▶ Records for the exercise:
##############################
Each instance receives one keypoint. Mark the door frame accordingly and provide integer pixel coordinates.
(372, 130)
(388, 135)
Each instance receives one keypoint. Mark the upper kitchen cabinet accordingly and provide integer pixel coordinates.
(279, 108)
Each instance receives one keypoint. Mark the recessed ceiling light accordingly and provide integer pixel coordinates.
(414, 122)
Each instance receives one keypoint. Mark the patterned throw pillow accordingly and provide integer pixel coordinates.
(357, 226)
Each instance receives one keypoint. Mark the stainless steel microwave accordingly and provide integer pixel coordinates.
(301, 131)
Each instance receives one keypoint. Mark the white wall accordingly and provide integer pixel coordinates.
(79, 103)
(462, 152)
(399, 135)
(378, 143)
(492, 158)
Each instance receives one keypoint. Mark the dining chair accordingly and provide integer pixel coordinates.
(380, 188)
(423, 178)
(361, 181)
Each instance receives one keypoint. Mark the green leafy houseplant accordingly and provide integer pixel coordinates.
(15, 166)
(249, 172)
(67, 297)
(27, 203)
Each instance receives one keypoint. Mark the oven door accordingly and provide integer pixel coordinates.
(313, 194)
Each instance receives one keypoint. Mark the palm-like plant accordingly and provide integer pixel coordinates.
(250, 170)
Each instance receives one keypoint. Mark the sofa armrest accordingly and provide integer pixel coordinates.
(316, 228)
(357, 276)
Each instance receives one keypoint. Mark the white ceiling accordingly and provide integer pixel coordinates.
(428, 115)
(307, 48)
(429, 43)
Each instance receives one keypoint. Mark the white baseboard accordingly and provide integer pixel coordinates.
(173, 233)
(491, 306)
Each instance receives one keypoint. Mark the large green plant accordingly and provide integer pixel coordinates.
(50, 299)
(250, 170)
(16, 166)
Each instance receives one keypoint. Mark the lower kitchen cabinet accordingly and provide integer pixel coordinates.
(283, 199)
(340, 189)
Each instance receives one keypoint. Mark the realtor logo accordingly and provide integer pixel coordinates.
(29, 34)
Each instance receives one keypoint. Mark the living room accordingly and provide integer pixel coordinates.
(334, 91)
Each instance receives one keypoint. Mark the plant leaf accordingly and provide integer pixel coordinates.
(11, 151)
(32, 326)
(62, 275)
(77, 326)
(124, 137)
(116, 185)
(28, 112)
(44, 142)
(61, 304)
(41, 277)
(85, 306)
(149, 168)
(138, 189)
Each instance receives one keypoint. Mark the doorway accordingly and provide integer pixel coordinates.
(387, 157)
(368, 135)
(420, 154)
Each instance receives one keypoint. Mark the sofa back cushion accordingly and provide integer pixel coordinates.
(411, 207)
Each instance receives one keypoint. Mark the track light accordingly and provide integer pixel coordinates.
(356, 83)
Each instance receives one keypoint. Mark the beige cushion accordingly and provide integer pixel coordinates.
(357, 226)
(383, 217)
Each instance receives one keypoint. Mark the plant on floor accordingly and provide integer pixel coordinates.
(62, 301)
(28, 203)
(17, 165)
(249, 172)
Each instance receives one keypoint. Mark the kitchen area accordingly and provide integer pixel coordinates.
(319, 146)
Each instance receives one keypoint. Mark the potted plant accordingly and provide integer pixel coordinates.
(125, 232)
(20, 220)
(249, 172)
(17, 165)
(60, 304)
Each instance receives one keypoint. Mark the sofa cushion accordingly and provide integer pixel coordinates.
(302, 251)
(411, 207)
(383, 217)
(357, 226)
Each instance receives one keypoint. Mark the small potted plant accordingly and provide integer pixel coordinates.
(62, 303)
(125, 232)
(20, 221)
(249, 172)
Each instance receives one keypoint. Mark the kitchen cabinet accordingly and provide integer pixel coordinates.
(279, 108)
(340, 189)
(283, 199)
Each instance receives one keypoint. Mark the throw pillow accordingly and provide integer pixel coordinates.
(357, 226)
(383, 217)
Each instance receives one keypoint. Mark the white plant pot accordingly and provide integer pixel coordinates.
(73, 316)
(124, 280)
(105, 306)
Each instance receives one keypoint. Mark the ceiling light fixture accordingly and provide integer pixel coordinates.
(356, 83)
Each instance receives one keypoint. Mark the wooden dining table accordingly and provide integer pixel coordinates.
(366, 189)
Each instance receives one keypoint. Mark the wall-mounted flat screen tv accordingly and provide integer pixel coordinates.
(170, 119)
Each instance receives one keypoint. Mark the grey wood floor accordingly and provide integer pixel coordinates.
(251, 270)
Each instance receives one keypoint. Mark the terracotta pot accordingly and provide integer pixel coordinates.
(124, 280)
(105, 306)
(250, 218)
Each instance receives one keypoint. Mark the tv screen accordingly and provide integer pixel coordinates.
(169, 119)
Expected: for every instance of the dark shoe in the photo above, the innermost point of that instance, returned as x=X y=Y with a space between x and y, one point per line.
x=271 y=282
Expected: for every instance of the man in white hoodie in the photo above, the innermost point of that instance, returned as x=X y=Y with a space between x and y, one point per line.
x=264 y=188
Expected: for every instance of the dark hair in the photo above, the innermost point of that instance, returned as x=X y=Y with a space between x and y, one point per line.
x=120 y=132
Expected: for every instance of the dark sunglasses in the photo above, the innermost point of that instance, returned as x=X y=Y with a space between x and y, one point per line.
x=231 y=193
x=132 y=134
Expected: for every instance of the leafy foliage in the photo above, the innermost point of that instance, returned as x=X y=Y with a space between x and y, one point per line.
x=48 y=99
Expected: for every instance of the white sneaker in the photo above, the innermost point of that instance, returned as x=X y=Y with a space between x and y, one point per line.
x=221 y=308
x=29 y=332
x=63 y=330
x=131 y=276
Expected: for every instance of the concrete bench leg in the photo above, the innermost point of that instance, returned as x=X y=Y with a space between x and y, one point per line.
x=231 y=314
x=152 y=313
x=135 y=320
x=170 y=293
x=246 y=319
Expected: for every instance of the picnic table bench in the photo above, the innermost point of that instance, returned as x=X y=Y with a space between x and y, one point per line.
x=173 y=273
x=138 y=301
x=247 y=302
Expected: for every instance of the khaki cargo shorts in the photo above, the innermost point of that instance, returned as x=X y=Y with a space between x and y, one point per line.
##############################
▶ Aim of the exercise: Return the records given above in their entirety, word for word.

▶ Task response:
Each instance receives one keypoint. Mark the door frame accordingly and provide integer pixel coordinates.
(372, 130)
(388, 135)
Each instance receives one keypoint. Mark the upper kitchen cabinet accordingly and provide integer pixel coordinates.
(279, 108)
Each instance receives one keypoint. Mark the recessed ceiling light accordingly and provide integer pixel coordinates.
(414, 122)
Each instance receives one keypoint. Mark the patterned throw pillow accordingly and provide integer pixel coordinates.
(357, 226)
Each instance receives one keypoint. Mark the stainless steel microwave accordingly and provide integer pixel coordinates.
(301, 131)
Each instance receives one keypoint. Mark the white wall accordingly and provide integer pixel coordinates.
(79, 103)
(462, 152)
(399, 135)
(378, 143)
(492, 158)
Each instance receives one keypoint. Mark the dining chair accordingly and provide integer pixel coordinates.
(380, 188)
(423, 178)
(361, 181)
Each instance receives one keypoint. Mark the green leafy houseplant accordingly and provide integer pixel coordinates.
(15, 166)
(249, 172)
(67, 297)
(27, 203)
Each instance receives one keypoint. Mark the oven door accordingly and provide integer pixel coordinates.
(313, 194)
Each instance receives one keypoint. Mark the palm-like plant accordingly and provide integer pixel coordinates.
(250, 170)
Each instance receives one keypoint. Mark the sofa armrest accordingly and provide integer pixel coordinates.
(316, 228)
(357, 276)
Each instance receives one keypoint. Mark the white ceiling accordingly and provide integer pixel coordinates.
(428, 115)
(307, 48)
(429, 43)
Each instance receives one keypoint. Mark the white baseboard accordingly and provide integer pixel coordinates.
(173, 233)
(491, 306)
Each instance receives one keypoint. Mark the large green plant accordingly and provide integer pixel coordinates.
(50, 299)
(250, 170)
(16, 166)
Each instance receives one keypoint. Mark the lower kitchen cabinet accordingly and provide integer pixel coordinates.
(283, 199)
(340, 189)
Each instance receives one keypoint. Mark the realtor logo accordingly and provide integer pixel coordinates.
(29, 34)
Each instance receives one keypoint. Mark the living room accordingly and provide integer pixel coordinates.
(334, 91)
Each instance receives one keypoint. Mark the plant leaf accordingly and provide integer pixel coordinates.
(11, 151)
(32, 326)
(62, 275)
(77, 326)
(124, 137)
(116, 185)
(28, 112)
(44, 142)
(61, 304)
(41, 277)
(85, 306)
(149, 168)
(138, 189)
Each instance receives one keypoint. Mark the doorway accordingly and provide integer pixel coordinates.
(387, 157)
(368, 135)
(420, 154)
Each instance receives one keypoint. Mark the sofa back cushion accordingly and provide integer pixel coordinates.
(411, 207)
Each instance receives one keypoint. Mark the track light accordingly and provide integer pixel coordinates.
(356, 83)
Each instance receives one keypoint. Mark the beige cushion accordingly and provide integer pixel coordinates.
(357, 226)
(383, 217)
Each instance receives one keypoint. Mark the plant on floor accordingly and provide integer pixel coordinates.
(62, 301)
(28, 203)
(17, 165)
(249, 172)
Each instance receives one keypoint. Mark the kitchen area accordingly and provide integer pixel coordinates.
(319, 146)
Each instance receives one keypoint. Mark the potted plant accordingly and provide integer pixel coordinates.
(125, 232)
(20, 220)
(249, 172)
(17, 165)
(60, 304)
Each instance receives one keypoint. Mark the sofa cushion accordingly and provide integer pixel coordinates.
(302, 251)
(411, 207)
(383, 217)
(357, 226)
Each instance receives one keypoint. Mark the small potted plant accordingly and provide integer pixel coordinates.
(62, 303)
(125, 232)
(20, 221)
(249, 172)
Each instance receives one keypoint. Mark the kitchen cabinet accordingly and provide integer pixel coordinates.
(279, 108)
(340, 189)
(283, 199)
Each instance receives one keypoint. Mark the throw pillow accordingly and provide integer pixel coordinates.
(357, 226)
(383, 217)
Each instance receives one keypoint. Mark the white plant pot accordingly and provide integer pixel coordinates.
(73, 316)
(124, 280)
(105, 306)
Each instance receives one keypoint. Mark the ceiling light fixture accordingly and provide integer pixel coordinates.
(356, 83)
Each instance receives one keypoint. Mark the wooden dining table accordingly and provide integer pixel coordinates.
(366, 189)
Each instance receives one keypoint. Mark the wall-mounted flat screen tv accordingly and provide integer pixel coordinates.
(170, 119)
Each instance receives one keypoint. Mark the grey wood floor accordingly and provide integer pixel coordinates.
(251, 270)
Each instance receives one keypoint. Mark the terracotta pot accordingly and provide integer pixel coordinates.
(124, 280)
(105, 306)
(250, 218)
Each instance receives one keypoint. Mark the tv screen accordingly and provide integer pixel coordinates.
(169, 119)
Expected: for every instance of the dark shoe in the photo above, the innermost point of that instance, returned as x=X y=Y with a space between x and y, one point per line.
x=271 y=282
Expected: for every instance of the man in white hoodie in the photo above, the innermost point of that instance, returned as x=X y=Y with a space between x and y, one point per line.
x=264 y=188
Expected: for every instance of the dark hair in the photo above, the innermost point of that instance, returned as x=X y=Y with a space between x and y, one point per line.
x=120 y=132
Expected: for every instance of the dark sunglasses in the photo above, the innermost point of that instance, returned as x=X y=Y with a space between x and y, one point per line.
x=231 y=193
x=132 y=134
Expected: for every instance of the leafy foliage in the photo above, the innermost point of that instance, returned as x=X y=Y with a space between x and y, one point per line.
x=48 y=99
Expected: for every instance of the white sneaker in the photo above, the innermost point of that instance, returned as x=X y=Y with a space between x and y, one point per line.
x=221 y=308
x=29 y=332
x=63 y=330
x=131 y=276
Expected: for every instance of the concrete bench leg in the photo above, the innermost point of that instance, returned as x=X y=Y with a space between x and y, one point per line.
x=231 y=314
x=152 y=313
x=135 y=320
x=170 y=293
x=246 y=319
Expected: for every instance of the picnic table bench in the photo above, the innermost point of that instance, returned as x=X y=Y with a space between x and y, one point per line.
x=173 y=273
x=138 y=301
x=247 y=302
Expected: for every instance of the khaki cargo shorts in the photo above, the innermost point of that instance, returned as x=X y=Y with a space between x and y, one point per line.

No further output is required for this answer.